▶ _What you will do_
1 > Write out the part of the market commentary on bottom fishers from "Somehow, it must" up to and including "Let us explain.".
2 > In the market commentary on bottom fishers, what is a bottom fisher called a close cousin of?

# start of Page extract

Somehow, it must have been a given all along that last week's watery analogy of market cross currents had to lead to this week's topic of bottom fishers. Let us explain.

Just a week ago the market tone and the financial airwaves were dominated by the bearish crowd who believes that this correction has lower to go yet, or worse, that it is not so much a correction as it is a renewed bear market. Subscribers who belong to this general category itched to have a Sell signal instead of Cash. We have not heard much from them this week. As outlined in the Market Update above, the bulls have found renewed optimism and some of the Government figures released today provided good bait for bottom fishers.

A bottom fisher, a close cousin of the top caller, is someone who has a belief that the market must go higher, be it for a bounce or for a serious rally, and likes to spin the roulette wheel by guessing the bottom. It is necessarily a guess because a bottom is only established by an ensuing market rise, and the track record for top and bottom callers is pretty dismal. Greed being part of human nature, and the desire to follow the ageless "buy low, sell high" popular wisdom, inevitably leads to an urge to call tops and bottoms. This tendency is probably increased by the "buy and hold" camp arguing that trend followers always miss the beginning of good rallies.

# end of Page extract
# start of Provided information

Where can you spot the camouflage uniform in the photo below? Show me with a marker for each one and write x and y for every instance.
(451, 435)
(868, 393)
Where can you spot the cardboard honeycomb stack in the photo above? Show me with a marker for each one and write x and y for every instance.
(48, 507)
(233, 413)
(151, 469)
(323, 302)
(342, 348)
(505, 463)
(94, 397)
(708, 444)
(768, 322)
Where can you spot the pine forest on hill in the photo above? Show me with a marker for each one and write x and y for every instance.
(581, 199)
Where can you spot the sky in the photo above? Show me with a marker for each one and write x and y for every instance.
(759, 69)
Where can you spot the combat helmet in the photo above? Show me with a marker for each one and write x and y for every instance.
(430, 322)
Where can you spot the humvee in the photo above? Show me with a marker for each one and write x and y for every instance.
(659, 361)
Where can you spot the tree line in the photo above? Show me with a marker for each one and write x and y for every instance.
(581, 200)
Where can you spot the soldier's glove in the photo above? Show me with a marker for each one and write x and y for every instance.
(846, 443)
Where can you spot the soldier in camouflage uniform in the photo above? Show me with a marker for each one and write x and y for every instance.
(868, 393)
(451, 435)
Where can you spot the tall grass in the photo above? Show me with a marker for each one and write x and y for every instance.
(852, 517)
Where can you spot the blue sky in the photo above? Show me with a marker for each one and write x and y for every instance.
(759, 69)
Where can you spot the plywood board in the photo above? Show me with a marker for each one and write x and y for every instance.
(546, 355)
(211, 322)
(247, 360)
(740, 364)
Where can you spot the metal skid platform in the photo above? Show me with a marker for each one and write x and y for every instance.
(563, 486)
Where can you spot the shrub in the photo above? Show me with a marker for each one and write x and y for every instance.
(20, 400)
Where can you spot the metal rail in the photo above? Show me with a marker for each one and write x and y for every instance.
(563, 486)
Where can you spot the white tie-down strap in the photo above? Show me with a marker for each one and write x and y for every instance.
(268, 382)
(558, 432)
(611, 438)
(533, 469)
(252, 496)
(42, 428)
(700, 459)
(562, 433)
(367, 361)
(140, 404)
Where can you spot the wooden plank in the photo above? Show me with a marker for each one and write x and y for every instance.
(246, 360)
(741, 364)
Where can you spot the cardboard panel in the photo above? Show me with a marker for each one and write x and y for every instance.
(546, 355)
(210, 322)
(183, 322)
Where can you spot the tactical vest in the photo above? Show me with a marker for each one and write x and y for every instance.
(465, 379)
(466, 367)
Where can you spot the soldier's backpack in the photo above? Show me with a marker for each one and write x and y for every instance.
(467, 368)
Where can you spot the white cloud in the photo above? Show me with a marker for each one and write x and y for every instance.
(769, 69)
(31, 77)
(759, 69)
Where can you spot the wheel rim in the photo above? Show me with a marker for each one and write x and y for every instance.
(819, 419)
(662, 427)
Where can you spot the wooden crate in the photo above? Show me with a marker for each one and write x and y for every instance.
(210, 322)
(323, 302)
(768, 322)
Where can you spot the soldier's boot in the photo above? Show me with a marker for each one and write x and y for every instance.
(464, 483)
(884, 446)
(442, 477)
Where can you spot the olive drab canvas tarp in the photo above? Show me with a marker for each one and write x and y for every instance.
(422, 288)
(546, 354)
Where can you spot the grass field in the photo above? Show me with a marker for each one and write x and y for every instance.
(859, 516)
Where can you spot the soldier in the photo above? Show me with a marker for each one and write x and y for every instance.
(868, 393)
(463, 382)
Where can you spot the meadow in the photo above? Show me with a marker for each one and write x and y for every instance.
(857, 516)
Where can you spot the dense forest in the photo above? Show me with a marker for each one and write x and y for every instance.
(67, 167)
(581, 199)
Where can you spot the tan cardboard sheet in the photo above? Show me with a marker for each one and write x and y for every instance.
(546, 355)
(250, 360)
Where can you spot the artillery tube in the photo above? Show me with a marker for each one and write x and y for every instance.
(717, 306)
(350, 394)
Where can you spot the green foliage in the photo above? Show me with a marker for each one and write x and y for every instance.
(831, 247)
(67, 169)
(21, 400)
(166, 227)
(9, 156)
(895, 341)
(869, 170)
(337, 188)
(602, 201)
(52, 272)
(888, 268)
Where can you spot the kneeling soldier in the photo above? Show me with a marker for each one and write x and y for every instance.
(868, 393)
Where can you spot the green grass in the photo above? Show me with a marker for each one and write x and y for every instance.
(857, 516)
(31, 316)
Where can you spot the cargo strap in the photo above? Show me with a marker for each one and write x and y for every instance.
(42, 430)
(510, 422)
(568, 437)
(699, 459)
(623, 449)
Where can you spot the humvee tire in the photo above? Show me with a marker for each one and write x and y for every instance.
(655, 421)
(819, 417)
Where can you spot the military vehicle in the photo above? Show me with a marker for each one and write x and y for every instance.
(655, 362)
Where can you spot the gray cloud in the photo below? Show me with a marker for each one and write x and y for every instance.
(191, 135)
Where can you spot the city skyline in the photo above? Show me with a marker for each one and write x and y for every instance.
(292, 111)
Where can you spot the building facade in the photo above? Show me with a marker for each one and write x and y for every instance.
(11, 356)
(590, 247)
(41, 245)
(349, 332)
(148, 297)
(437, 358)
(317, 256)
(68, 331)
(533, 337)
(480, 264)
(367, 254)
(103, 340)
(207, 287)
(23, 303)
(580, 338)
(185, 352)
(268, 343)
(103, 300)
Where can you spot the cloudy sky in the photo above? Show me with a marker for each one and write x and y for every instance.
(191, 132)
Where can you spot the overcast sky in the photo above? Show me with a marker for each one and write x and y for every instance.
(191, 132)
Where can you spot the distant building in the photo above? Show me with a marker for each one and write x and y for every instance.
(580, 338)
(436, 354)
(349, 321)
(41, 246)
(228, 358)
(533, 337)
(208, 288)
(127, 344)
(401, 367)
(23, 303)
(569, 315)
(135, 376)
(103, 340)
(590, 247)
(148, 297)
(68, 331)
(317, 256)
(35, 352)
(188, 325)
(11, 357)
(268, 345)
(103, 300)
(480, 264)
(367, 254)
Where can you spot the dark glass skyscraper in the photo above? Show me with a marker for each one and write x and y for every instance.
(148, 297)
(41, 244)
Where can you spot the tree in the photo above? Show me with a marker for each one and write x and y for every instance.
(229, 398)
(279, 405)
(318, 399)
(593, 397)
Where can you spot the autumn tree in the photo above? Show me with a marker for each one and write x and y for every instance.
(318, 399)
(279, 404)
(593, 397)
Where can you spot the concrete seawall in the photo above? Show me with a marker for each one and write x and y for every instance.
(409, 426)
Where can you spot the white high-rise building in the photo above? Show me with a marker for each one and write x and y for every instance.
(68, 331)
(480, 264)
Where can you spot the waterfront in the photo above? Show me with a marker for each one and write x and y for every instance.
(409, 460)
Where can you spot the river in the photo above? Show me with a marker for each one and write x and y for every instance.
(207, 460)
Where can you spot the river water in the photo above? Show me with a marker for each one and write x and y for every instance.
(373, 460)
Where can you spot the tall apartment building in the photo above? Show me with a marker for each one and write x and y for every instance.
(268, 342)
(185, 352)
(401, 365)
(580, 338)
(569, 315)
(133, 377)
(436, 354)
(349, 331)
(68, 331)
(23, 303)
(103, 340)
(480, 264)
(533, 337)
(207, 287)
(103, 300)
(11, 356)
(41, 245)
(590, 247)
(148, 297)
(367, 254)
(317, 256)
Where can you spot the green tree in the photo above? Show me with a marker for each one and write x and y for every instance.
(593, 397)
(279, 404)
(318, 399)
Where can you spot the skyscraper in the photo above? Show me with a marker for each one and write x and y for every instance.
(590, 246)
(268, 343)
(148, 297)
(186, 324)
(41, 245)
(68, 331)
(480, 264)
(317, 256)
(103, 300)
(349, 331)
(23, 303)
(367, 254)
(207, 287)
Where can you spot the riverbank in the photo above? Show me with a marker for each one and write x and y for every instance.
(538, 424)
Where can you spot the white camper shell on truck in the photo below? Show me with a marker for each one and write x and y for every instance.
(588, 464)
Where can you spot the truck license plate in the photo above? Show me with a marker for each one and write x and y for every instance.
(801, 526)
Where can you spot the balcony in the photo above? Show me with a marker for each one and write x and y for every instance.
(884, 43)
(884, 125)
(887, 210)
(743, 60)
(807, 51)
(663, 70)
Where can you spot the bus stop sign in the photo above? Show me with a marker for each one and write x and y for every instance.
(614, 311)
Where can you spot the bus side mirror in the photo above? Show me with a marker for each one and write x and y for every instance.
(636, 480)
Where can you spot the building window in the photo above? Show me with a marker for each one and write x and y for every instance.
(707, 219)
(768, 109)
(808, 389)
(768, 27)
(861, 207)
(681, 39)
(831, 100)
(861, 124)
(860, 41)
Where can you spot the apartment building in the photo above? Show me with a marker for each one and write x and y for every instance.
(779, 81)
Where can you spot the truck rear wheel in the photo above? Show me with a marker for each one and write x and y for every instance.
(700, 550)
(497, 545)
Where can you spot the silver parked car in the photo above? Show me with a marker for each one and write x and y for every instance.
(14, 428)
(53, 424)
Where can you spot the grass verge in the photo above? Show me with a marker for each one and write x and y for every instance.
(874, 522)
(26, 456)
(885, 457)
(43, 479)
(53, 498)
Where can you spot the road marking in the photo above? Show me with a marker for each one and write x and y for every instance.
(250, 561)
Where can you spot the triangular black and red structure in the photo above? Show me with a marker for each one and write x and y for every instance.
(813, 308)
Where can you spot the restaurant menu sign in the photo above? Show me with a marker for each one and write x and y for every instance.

# end of Provided information

▶ _The results_
1 >
Somehow, it must have been a given all along that last week's watery analogy of market cross currents had to lead to this week's topic of bottom fishers. Let us explain.

2 > The top caller.